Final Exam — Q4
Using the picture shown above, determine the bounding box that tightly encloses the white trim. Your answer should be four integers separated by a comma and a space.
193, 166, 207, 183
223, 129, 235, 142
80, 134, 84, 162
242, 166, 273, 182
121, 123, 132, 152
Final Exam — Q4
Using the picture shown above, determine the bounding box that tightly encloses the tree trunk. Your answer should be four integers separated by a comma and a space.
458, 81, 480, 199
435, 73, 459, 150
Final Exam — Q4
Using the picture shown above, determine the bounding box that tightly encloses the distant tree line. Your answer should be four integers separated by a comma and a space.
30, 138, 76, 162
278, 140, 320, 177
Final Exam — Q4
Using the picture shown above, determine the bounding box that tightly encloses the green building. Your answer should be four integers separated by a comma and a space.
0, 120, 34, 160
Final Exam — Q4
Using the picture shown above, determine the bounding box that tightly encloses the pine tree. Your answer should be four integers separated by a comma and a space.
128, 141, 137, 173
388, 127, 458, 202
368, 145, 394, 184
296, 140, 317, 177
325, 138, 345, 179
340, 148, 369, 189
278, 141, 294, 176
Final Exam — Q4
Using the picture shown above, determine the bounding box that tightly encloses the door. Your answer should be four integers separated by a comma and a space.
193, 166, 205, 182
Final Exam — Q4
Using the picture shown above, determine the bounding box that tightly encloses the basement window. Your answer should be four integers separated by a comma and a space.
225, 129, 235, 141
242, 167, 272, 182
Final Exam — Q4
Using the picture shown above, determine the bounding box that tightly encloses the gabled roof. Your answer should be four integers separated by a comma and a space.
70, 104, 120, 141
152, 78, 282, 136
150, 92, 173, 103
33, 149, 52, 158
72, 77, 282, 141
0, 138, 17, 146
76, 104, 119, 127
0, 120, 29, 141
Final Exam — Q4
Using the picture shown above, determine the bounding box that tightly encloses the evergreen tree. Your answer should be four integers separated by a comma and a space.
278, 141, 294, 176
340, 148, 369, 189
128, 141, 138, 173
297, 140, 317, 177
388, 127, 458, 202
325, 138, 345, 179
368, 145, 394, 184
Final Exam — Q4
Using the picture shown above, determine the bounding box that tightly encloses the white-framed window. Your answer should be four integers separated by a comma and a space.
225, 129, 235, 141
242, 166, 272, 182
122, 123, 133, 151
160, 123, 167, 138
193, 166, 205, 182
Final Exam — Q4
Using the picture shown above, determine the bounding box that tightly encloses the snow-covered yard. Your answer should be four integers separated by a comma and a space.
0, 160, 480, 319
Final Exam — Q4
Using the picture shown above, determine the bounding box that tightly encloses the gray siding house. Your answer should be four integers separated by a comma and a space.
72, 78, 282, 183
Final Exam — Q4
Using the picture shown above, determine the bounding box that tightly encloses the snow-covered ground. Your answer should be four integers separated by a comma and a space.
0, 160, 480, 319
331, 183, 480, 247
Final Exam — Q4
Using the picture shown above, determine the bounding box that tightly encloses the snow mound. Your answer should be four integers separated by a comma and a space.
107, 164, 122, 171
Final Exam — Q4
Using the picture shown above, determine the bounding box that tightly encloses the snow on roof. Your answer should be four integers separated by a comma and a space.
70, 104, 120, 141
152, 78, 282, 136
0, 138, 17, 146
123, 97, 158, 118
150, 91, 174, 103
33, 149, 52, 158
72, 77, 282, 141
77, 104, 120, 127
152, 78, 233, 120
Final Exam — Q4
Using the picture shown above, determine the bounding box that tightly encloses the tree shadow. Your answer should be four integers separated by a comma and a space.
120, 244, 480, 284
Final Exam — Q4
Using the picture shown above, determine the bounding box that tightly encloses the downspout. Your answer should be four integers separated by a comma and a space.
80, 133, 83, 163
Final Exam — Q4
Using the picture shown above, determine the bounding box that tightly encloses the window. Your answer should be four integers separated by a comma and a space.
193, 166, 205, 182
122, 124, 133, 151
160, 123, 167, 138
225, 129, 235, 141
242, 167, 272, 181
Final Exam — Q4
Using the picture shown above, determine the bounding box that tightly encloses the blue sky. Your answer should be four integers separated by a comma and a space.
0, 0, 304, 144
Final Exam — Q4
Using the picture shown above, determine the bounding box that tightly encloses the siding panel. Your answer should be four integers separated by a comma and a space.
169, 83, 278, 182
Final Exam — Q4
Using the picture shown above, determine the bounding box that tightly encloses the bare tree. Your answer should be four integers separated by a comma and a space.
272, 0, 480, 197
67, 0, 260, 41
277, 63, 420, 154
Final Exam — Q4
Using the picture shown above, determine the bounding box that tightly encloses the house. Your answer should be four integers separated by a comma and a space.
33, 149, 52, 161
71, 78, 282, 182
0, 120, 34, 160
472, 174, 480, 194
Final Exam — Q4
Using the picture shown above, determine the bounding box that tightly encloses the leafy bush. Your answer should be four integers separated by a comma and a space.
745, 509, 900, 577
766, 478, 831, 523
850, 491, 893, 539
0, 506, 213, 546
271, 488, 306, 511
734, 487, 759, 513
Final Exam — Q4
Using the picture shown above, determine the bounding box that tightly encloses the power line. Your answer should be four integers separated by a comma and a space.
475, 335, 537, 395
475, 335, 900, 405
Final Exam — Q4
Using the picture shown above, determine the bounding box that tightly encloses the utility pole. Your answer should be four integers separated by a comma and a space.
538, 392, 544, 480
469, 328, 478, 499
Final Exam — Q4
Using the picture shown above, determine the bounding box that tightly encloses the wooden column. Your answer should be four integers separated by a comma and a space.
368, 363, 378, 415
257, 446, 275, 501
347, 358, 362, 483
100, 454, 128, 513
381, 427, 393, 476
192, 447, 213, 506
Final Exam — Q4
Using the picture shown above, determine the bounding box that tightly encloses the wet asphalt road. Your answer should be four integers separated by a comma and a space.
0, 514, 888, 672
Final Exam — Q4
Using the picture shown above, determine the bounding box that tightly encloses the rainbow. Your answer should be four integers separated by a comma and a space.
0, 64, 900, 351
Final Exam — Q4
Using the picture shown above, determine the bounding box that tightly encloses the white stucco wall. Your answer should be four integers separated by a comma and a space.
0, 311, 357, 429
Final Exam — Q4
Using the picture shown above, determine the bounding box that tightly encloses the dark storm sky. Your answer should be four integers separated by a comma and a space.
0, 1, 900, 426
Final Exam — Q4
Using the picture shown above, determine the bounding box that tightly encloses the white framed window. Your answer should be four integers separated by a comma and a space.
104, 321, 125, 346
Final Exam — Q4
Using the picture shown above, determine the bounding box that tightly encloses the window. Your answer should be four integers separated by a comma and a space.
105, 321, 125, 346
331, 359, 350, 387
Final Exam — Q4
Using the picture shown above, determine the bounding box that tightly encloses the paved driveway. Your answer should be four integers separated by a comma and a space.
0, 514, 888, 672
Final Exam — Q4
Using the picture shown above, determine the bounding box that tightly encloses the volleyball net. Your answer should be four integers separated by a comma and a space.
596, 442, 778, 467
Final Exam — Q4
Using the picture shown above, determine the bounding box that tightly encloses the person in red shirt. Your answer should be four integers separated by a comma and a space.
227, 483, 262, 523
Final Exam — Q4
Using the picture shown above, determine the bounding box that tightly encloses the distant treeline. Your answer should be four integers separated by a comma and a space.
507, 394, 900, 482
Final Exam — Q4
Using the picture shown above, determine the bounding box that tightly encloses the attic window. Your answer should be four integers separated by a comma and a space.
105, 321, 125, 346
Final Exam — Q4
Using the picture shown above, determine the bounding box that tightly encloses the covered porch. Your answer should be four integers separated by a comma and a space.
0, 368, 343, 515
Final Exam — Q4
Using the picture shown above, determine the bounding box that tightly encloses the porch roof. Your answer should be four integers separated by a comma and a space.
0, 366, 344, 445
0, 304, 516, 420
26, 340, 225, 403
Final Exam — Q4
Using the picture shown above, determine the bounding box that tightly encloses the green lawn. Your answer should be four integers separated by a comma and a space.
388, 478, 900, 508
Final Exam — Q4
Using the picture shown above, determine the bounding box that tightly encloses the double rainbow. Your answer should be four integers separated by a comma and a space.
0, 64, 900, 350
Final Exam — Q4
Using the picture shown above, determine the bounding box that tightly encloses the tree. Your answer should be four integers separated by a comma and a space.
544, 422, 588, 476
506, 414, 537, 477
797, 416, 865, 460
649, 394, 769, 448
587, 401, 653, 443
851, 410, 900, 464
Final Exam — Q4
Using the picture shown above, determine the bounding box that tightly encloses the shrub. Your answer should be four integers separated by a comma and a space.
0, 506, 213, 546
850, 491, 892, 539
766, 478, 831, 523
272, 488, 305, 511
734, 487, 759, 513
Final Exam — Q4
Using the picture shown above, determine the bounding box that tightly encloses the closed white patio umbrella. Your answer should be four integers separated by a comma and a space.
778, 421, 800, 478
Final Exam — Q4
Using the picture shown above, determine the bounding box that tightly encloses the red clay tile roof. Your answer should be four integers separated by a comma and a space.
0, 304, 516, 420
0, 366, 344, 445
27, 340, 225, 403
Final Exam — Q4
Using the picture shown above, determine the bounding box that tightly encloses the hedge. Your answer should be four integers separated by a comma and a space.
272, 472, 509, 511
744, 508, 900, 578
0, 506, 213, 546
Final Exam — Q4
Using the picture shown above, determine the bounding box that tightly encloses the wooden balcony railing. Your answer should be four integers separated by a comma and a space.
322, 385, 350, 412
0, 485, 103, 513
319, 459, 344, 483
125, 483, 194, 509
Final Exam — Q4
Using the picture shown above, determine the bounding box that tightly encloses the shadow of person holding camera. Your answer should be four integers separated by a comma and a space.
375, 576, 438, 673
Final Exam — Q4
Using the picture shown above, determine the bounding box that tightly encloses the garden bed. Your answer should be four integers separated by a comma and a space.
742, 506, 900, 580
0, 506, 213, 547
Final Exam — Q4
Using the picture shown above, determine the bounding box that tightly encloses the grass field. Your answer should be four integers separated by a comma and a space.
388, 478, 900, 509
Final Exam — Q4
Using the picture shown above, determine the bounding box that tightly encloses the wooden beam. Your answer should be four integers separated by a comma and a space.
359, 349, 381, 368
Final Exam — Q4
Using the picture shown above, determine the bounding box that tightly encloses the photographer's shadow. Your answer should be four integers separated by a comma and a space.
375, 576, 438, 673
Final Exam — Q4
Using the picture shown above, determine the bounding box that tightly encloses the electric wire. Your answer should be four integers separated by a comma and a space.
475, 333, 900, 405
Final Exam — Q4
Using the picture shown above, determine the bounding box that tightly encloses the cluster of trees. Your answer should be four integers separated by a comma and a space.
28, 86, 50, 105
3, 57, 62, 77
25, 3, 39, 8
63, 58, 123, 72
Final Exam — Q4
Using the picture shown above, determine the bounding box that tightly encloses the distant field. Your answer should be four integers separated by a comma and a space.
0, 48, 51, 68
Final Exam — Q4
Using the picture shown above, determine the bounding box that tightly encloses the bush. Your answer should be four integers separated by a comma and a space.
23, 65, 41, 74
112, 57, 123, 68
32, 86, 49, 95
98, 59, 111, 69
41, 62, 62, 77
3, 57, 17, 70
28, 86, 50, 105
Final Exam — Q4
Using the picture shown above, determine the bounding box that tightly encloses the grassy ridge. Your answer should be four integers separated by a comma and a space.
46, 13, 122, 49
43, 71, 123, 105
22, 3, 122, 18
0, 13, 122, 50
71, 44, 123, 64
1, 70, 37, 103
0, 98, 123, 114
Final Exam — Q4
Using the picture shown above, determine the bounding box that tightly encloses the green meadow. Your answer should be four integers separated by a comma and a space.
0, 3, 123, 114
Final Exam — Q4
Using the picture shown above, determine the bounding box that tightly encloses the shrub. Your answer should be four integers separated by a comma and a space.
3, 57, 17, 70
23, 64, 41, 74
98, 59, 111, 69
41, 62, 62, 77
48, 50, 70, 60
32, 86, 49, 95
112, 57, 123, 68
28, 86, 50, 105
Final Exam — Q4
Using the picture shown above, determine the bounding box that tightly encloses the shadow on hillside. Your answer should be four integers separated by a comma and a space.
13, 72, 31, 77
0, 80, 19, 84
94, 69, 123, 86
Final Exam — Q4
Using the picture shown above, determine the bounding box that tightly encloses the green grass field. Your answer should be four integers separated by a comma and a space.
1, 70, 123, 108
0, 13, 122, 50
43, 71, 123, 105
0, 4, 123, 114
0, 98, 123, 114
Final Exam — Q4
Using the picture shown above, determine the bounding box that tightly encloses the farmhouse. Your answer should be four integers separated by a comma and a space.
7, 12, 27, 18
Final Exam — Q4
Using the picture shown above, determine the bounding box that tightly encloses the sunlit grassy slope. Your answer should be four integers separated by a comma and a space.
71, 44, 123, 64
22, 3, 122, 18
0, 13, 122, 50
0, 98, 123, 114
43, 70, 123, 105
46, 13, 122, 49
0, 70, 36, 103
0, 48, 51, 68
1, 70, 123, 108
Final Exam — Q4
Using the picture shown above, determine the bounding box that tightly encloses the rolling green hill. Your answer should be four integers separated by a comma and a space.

========================================

(WHAT YOU ARE ASKED TO DO) Lay out the stretch of the records from the start through the line containing "278, 140, 320, 177" as a Markdown table with two columns, Row and Line, leaving out any blank lines.

(THE REPLY)
| Row | Line |
|---|---|
| 1 | Final Exam — Q4 |
| 2 | Using the picture shown above, determine the bounding box that tightly encloses the white trim. Your answer should be four integers separated by a comma and a space. |
| 3 | 193, 166, 207, 183 |
| 4 | 223, 129, 235, 142 |
| 5 | 80, 134, 84, 162 |
| 6 | 242, 166, 273, 182 |
| 7 | 121, 123, 132, 152 |
| 8 | Final Exam — Q4 |
| 9 | Using the picture shown above, determine the bounding box that tightly encloses the tree trunk. Your answer should be four integers separated by a comma and a space. |
| 10 | 458, 81, 480, 199 |
| 11 | 435, 73, 459, 150 |
| 12 | Final Exam — Q4 |
| 13 | Using the picture shown above, determine the bounding box that tightly encloses the distant tree line. Your answer should be four integers separated by a comma and a space. |
| 14 | 30, 138, 76, 162 |
| 15 | 278, 140, 320, 177 |